**Point localization data:**
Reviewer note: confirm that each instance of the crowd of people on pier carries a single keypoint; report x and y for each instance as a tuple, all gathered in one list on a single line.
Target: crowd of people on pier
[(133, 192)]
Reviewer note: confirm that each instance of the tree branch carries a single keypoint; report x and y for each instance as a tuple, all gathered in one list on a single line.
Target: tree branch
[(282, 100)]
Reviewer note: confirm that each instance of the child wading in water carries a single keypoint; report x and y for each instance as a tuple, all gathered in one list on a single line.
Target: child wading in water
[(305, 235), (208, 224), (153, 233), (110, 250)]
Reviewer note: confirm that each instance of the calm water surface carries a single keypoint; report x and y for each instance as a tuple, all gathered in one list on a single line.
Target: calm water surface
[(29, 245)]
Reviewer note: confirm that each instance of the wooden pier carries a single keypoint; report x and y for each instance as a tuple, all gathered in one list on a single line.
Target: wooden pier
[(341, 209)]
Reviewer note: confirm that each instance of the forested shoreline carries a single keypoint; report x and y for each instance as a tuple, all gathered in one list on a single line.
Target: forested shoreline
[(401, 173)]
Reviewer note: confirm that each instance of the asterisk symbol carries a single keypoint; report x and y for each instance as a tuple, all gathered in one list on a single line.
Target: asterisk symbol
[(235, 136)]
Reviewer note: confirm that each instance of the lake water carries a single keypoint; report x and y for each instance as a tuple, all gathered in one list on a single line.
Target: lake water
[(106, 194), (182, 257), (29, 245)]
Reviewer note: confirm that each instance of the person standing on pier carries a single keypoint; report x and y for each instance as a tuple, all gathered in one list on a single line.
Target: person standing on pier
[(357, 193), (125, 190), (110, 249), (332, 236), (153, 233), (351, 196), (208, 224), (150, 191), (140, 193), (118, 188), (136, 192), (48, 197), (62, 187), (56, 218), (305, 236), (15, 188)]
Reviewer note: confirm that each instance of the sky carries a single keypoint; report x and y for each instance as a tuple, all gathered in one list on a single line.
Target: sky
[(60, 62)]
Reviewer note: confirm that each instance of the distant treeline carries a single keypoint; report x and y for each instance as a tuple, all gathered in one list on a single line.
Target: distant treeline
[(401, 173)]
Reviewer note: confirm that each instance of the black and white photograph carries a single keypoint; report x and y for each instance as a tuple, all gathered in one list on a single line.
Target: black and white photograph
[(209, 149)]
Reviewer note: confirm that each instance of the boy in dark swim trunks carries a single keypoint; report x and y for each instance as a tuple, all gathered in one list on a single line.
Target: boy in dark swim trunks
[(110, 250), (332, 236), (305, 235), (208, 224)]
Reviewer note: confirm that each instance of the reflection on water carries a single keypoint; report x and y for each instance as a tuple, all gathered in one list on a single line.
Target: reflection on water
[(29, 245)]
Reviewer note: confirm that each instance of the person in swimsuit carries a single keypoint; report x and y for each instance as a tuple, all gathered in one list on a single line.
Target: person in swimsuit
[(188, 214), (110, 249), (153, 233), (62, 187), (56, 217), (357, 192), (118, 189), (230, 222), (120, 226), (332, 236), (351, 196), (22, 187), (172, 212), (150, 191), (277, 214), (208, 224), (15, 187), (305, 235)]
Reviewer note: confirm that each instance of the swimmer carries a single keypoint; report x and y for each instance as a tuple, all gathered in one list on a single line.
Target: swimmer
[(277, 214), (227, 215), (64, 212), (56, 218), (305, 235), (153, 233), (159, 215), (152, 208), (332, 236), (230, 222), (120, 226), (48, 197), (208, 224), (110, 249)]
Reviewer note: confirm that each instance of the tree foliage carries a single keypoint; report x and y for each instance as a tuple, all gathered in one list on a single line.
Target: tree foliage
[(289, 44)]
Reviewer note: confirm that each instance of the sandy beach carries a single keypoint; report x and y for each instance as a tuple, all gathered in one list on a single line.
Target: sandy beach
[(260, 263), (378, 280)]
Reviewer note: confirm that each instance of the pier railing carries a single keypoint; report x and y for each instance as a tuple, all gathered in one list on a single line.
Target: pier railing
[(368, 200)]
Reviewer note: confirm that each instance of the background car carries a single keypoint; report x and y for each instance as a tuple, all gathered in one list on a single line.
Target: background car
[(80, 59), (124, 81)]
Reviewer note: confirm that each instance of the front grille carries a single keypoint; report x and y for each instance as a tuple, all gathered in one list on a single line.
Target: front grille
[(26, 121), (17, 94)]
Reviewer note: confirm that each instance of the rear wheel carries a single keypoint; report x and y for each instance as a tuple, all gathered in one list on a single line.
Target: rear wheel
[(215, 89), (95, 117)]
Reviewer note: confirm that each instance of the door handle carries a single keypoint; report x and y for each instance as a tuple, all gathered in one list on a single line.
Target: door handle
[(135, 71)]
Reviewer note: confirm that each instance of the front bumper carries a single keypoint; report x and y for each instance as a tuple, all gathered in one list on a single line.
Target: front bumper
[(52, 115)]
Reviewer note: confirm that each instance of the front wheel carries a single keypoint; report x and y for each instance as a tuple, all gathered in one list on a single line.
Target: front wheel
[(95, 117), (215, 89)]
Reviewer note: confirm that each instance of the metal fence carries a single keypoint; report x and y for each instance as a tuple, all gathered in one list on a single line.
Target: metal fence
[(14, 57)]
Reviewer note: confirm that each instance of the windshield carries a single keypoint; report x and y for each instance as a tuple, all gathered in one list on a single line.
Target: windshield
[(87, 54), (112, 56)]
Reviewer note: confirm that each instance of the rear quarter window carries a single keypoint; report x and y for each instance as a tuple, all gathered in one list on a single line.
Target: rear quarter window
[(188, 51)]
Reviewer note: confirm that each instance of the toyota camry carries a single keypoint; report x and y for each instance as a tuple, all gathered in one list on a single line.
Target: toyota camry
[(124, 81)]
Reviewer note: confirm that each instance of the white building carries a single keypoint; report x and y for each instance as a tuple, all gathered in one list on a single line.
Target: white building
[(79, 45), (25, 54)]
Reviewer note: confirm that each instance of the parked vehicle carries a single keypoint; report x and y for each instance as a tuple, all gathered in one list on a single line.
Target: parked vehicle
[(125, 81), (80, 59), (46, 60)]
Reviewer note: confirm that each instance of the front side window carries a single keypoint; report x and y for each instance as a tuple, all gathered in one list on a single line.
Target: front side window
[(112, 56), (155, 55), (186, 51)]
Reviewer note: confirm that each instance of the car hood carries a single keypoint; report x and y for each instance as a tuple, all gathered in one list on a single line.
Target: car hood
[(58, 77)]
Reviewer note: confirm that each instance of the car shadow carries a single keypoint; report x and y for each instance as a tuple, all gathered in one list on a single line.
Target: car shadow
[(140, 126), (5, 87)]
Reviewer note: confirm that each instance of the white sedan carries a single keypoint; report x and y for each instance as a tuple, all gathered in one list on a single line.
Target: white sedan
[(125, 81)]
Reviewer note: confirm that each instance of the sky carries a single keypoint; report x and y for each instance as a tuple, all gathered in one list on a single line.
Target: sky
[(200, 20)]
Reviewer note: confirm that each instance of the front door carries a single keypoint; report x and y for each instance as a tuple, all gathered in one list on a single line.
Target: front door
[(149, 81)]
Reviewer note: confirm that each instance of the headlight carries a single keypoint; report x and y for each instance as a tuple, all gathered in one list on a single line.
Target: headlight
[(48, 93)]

**TO DO:**
An exact repetition of the data above is all that is needed.

**TASK RESPONSE:**
Reviewer note: confirm that each instance of the crowd of people on pier carries a single keypoint; report x and y for each instance as a tuple, all gathered in one list on a single line.
Target: crowd of people on pier
[(133, 192)]
Reviewer note: confirm that each instance of the tree branch carries a single keypoint; report x and y for each instance as a tuple, all gathered in one list on a single line.
Target: tree branch
[(282, 100)]
Reviewer note: confirm that each instance of the child wading in water carries a single keypoint; report x and y for each instance as a tuple, all gathered in one list on a single line.
Target: child wading in water
[(305, 235), (208, 224), (153, 233), (110, 250)]
Reviewer note: confirm that each instance of the calm water surface carries a single keypoint; report x and y for each instance as a tuple, all gathered in one list on a single line.
Target: calm water surface
[(29, 245)]
Reviewer note: confirm that each instance of the wooden pier carries a single keypoint; report x and y for each instance as a tuple, all gathered in one list on a single line.
Target: wooden pier
[(341, 209)]
Reviewer note: confirm that each instance of the forested shoreline carries a single keypoint; report x and y for each instance as a tuple, all gathered in one list on a single line.
Target: forested shoreline
[(401, 173)]
Reviewer note: confirm that each instance of the asterisk symbol carries a single keypoint; report x and y for each instance as a tuple, all gathered in one list on a single line.
Target: asterisk symbol
[(235, 136)]
Reviewer note: confirm that each instance of the lake water carries a single keypoint; report x and y for each instance as a tuple, all gathered in one list on a single line.
Target: lake water
[(106, 194), (182, 257), (29, 245)]
Reviewer note: confirm that each instance of the person standing on pier carries a single keypoint; report x and y for each instance as a tuple, all gathered in one list on a single line.
Target: person standing on pier
[(357, 193), (125, 190), (110, 249), (332, 236), (153, 233), (351, 196), (208, 224), (150, 191), (140, 193), (118, 188), (136, 192), (48, 197), (62, 187), (56, 218), (305, 236), (15, 188)]
Reviewer note: confirm that each instance of the sky carries a single keypoint; report x and y for each instance as a tuple, all gathered in one list on a single line.
Target: sky
[(60, 62)]
Reviewer note: confirm that each instance of the distant treeline carries a single keypoint; report x and y for each instance as a tuple, all gathered in one list on a single line.
Target: distant treeline
[(401, 173)]
Reviewer note: confirm that each instance of the black and white photograph carries a single keypoint; report x and y for each instance as a tuple, all gathered in one list on a single line.
Target: black and white photograph
[(209, 149)]
Reviewer note: confirm that each instance of the boy in dark swim trunks carries a single keypoint; report x and y for each instance as a tuple, all gathered in one list on a single line.
Target: boy in dark swim trunks
[(110, 250), (332, 236), (305, 235), (208, 224)]
Reviewer note: confirm that each instance of the reflection on water carries a single keypoint; report x and y for each instance as a tuple, all gathered in one list on a single line.
Target: reflection on water
[(29, 245)]
Reviewer note: confirm that each instance of the person in swimsuit carries a single keypoint; report x and y for each instance as a tuple, all gathered in one list on a single line.
Target: person in swimsuit
[(188, 214), (110, 249), (153, 233), (62, 187), (56, 217), (357, 192), (118, 189), (230, 222), (120, 226), (332, 236), (351, 196), (22, 187), (172, 212), (150, 191), (277, 214), (208, 224), (15, 187), (305, 235)]
Reviewer note: confirm that each instance of the swimmer carries a single keypoint; report x and y for each instance as a tuple, all gathered in one list on a single line.
Target: swimmer
[(277, 214), (227, 215), (64, 212), (56, 218), (305, 235), (153, 233), (159, 215), (152, 208), (332, 236), (230, 222), (120, 226), (48, 197), (208, 224), (110, 249)]
Reviewer note: confirm that each instance of the tree foliage carries a single keypoint; report x and y for each instance as a tuple, all gathered in one list on a single line.
Target: tree foliage
[(289, 44)]
Reviewer note: confirm that each instance of the sandy beach carries a single keypoint; report x and y for each instance as a tuple, all gathered in one list on a single line.
Target: sandy beach
[(260, 263), (378, 280)]
Reviewer note: confirm that each instance of the pier railing carries a single keypoint; report x and y for each instance as a tuple, all gathered in one list on a single line.
Target: pier railing
[(368, 200)]
Reviewer note: confirm that each instance of the background car carries a single keypoint; report x and y for each instance as a tuple, all gathered in one list on a single line.
Target: background car
[(80, 59), (124, 81)]
Reviewer note: confirm that each instance of the front grille carries a single keypoint; report x and y for each instance as a tuple, all gathered in one list on a single line.
Target: front grille
[(26, 121), (17, 94)]
Reviewer note: confirm that each instance of the rear wheel carries a single keypoint; report x and y for each instance as a tuple, all gathered in one list on a single line.
Target: rear wheel
[(215, 89), (95, 117)]
Reviewer note: confirm that each instance of the door handle carries a single keypoint; report x and y for each instance as a tuple, all gathered in one list on a single line.
Target: door handle
[(135, 71)]
Reviewer note: confirm that each instance of the front bumper carries a single keypoint; report x and y for each instance as a tuple, all gathered in one list on a single line.
Target: front bumper
[(52, 115)]
Reviewer note: confirm that each instance of the front wheel carries a single keypoint; report x and y for each instance as a tuple, all gathered in one list on a single line.
Target: front wheel
[(95, 117), (215, 89)]
Reviewer note: confirm that each instance of the metal fence carries a single keypoint; report x and y for each instance as a tuple, all gathered in one list on a single line.
Target: metal fence
[(14, 57)]
Reviewer note: confirm that each instance of the windshield carries a single keypoint; report x and y for each instance as a tuple, all gathered in one list on a single line.
Target: windshield
[(87, 54), (112, 56)]
Reviewer note: confirm that each instance of the rear quarter window carries a single keypoint; report x and y for each instance as a tuple, all gathered in one list on a single line.
Target: rear quarter window
[(188, 51)]
Reviewer note: confirm that each instance of the toyota camry carries a single keypoint; report x and y for each instance as a tuple, all gathered in one list on a single line.
Target: toyota camry
[(124, 81)]
Reviewer note: confirm that each instance of the white building carries a single keypoint; report x and y for each instance as a tuple, all gathered in one list on a single line.
Target: white building
[(79, 45), (25, 54)]
Reviewer note: confirm that each instance of the parked vehicle carries a single keypoint; report x and y for each instance as a tuple, all gathered in one list on a single line.
Target: parked vehicle
[(125, 81), (80, 59), (46, 60)]
Reviewer note: confirm that each instance of the front side window carries a single keypoint; report x and y for each instance as a tuple, all gathered in one list on a single line.
Target: front side window
[(112, 56), (155, 55), (186, 51)]
Reviewer note: confirm that each instance of the car hood carries a single keypoint; report x and y for each instance as a tuple, all gathered in one list on a single line.
Target: car hood
[(58, 77)]
Reviewer note: confirm that each instance of the car shadow carries a single keypoint; report x and y for each instance as a tuple, all gathered in one list on a single line.
Target: car shadow
[(140, 126), (5, 87)]
Reviewer note: confirm that each instance of the white sedan carries a single keypoint; report x and y for each instance as a tuple, all gathered in one list on a single line.
Target: white sedan
[(125, 81)]
Reviewer note: confirm that each instance of the sky carries a single keypoint; report x and y for each instance as a tuple, all gathered in one list on a single line.
Target: sky
[(200, 20)]
Reviewer note: confirm that each instance of the front door carries a single keypoint; report x and y for each instance as a tuple, all gathered in one list on a single line.
Target: front door
[(149, 81)]
Reviewer note: confirm that each instance of the headlight carries a single keypoint; report x and y for each instance as a tuple, all gathered in one list on a single line.
Target: headlight
[(48, 93)]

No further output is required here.